* START Extracted information *

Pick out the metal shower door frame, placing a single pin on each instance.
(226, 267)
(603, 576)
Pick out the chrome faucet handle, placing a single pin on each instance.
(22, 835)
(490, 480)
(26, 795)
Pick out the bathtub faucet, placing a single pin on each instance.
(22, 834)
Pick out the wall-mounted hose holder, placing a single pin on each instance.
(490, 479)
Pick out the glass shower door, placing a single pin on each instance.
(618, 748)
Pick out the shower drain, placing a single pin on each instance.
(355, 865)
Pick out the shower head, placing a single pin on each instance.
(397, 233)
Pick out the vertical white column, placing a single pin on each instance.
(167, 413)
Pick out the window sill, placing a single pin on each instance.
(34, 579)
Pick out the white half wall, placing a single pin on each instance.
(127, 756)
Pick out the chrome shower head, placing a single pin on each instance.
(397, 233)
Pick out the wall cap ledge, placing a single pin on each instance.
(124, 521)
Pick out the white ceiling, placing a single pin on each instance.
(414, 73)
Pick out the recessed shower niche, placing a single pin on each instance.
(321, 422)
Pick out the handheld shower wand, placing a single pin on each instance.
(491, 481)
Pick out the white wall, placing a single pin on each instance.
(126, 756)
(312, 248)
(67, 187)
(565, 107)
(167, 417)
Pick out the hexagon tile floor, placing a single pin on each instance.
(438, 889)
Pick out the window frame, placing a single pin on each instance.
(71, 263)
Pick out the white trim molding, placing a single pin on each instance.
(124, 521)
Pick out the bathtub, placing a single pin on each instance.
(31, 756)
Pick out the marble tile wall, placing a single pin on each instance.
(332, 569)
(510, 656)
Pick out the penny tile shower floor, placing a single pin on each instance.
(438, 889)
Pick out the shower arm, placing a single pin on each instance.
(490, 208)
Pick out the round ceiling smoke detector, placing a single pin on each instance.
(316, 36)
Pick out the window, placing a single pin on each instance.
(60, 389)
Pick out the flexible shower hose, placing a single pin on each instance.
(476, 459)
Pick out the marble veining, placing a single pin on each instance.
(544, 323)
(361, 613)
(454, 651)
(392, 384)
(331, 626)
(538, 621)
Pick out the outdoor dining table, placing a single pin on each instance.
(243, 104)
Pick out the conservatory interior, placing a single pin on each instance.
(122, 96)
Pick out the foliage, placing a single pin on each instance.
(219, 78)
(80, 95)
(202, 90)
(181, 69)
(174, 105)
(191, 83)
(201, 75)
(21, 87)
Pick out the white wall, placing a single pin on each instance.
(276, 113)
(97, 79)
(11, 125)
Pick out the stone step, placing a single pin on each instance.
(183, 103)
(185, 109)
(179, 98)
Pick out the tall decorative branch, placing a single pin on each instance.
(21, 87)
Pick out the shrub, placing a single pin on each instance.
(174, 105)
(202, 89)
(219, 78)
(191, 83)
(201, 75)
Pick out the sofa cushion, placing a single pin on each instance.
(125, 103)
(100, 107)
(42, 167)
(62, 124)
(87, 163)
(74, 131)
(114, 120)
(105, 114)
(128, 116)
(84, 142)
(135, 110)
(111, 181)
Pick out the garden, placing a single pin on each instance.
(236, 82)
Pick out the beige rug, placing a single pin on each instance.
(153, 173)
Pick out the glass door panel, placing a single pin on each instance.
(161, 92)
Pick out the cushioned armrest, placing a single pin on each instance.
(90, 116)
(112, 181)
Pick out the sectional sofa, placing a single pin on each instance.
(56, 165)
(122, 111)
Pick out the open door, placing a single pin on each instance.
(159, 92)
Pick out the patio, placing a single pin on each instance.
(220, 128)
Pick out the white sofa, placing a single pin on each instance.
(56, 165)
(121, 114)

* END Extracted information *

- _What needs to be done_: Rewrite the whole listing above with "a single pin" swapped for "one marker" each time it appears. Leave everything else as it is.

- _The reply_:
Pick out the metal shower door frame, placing one marker on each instance.
(226, 267)
(603, 576)
Pick out the chrome faucet handle, placing one marker on each instance.
(22, 835)
(490, 480)
(26, 795)
Pick out the bathtub faucet, placing one marker on each instance.
(22, 834)
Pick out the wall-mounted hose holder, placing one marker on each instance.
(490, 479)
Pick out the glass shower door, placing one marker on each instance.
(618, 748)
Pick out the shower drain, placing one marker on each instance.
(355, 865)
Pick out the shower head, placing one marker on each instance.
(397, 233)
Pick out the vertical white column, placing one marker on each instance.
(167, 413)
Pick out the window sill, placing one marker on each instance.
(34, 579)
Pick out the white half wall, placing one marker on each instance.
(127, 756)
Pick out the chrome shower head, placing one marker on each instance.
(397, 233)
Pick out the wall cap ledge, placing one marker on each instance.
(124, 521)
Pick out the white ceiling, placing one marker on each instance.
(414, 73)
Pick out the recessed shower niche, placing one marker on each instance.
(321, 422)
Pick out the handheld shower wand, placing one marker on each instance.
(491, 481)
Pick out the white wall, placing one marker on each instance.
(126, 756)
(312, 248)
(67, 187)
(565, 107)
(167, 417)
Pick out the hexagon tile floor, placing one marker on each instance.
(438, 889)
Pick out the window frame, placing one marker on each instance.
(71, 263)
Pick out the white trim molding, placing one marker on each instance.
(124, 521)
Pick out the bathtub, placing one marker on each instance.
(31, 756)
Pick out the marble tile wall, placing one marker on each instance.
(332, 569)
(510, 656)
Pick out the penny tile shower floor, placing one marker on each instance.
(438, 889)
Pick out the shower arm, placing one marker on each instance.
(490, 208)
Pick out the round ceiling smoke detector, placing one marker on each instance.
(316, 36)
Pick out the window, placing one marker on each instance.
(60, 389)
Pick out the flexible shower hose, placing one marker on each instance.
(476, 459)
Pick out the marble veining, placing one marker on each instance.
(544, 323)
(361, 613)
(454, 651)
(392, 384)
(331, 626)
(538, 621)
Pick out the outdoor dining table, placing one marker on each instance.
(243, 104)
Pick out the conservatory interior, placing one marker on each instance.
(122, 96)
Pick out the foliage, placing one marker on each instance.
(219, 78)
(80, 95)
(202, 90)
(181, 69)
(174, 105)
(191, 83)
(201, 75)
(21, 87)
Pick out the white wall, placing one marker on each instance.
(276, 113)
(97, 79)
(11, 125)
Pick out the stone step, placing one marker on each instance.
(183, 103)
(185, 109)
(179, 98)
Pick out the tall decorative branch, placing one marker on each instance.
(21, 87)
Pick out the shrub, placing one marker on each instance.
(174, 105)
(202, 89)
(219, 78)
(191, 83)
(201, 75)
Pick out the sofa cushion, placing one marker on each instance.
(125, 103)
(100, 107)
(42, 167)
(62, 124)
(87, 163)
(74, 131)
(114, 120)
(105, 114)
(128, 116)
(84, 142)
(135, 110)
(111, 181)
Pick out the garden, placing one marker on each instance.
(236, 82)
Pick out the beige rug, placing one marker on each instance.
(153, 173)
Pick out the glass door panel, placing one marker on each instance.
(161, 92)
Pick out the cushioned armrest, placing one marker on each instance.
(90, 116)
(112, 181)
Pick out the sectional sofa, placing one marker on each instance.
(56, 165)
(122, 111)
Pick out the open door, placing one marker on each instance.
(159, 92)
Pick out the patio, placing one marker on each instance.
(220, 128)
Pick out the white sofa, placing one marker on each instance.
(56, 165)
(121, 114)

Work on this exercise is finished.